◆ Problem description
A faithful transcription of all the entries below is needed, without the pictures.

◆ Records provided

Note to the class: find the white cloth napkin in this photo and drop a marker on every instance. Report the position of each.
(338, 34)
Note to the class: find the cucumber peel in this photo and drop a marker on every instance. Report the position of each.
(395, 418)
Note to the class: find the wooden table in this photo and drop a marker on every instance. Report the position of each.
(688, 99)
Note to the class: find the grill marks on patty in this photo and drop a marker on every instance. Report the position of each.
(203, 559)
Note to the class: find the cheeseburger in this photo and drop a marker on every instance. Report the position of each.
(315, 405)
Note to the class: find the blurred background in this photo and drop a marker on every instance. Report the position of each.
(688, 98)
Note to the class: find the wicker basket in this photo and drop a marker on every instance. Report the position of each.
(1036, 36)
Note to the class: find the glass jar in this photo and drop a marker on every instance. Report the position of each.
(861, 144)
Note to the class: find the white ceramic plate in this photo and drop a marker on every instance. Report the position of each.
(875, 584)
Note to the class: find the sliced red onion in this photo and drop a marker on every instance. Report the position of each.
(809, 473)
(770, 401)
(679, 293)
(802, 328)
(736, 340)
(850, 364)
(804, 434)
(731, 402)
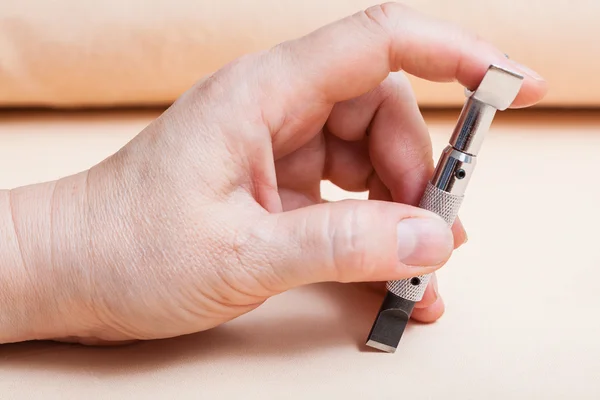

◆ Result of this task
Note to the class: find the white cloth napkin in this photo and drop a marker on every instance. Report the position of each.
(338, 34)
Note to the class: find the cucumber peel in this photo and drop a marker on every instance. Report the position of each.
(395, 418)
Note to the class: find the wooden table in this photo and drop a marker on every instance. Report the position of each.
(688, 99)
Note to the class: find the grill marks on patty in this photo and drop a marker on every instance. Report the position of each.
(203, 559)
Note to the class: find the cheeseburger in this photo and drop a marker on every instance. Report the position of each.
(315, 405)
Note to the class: find the blurred background in this photo and drop a marker on every instance. Report the position of each.
(688, 98)
Note to the class: find the wicker basket in this photo and drop a marker on every instance. Report the position of each.
(1036, 36)
Note to the class: find the glass jar in this photo and drop a marker on every instance. Report the position of each.
(861, 144)
Note to the class: find the white ceramic plate in this photo and drop a marker on every instance. Report the position of each.
(875, 584)
Note to the class: find the sliced red onion in this photo and drop a marker on every instance. Report the position of each.
(809, 473)
(770, 401)
(679, 293)
(802, 328)
(736, 340)
(850, 364)
(804, 434)
(731, 402)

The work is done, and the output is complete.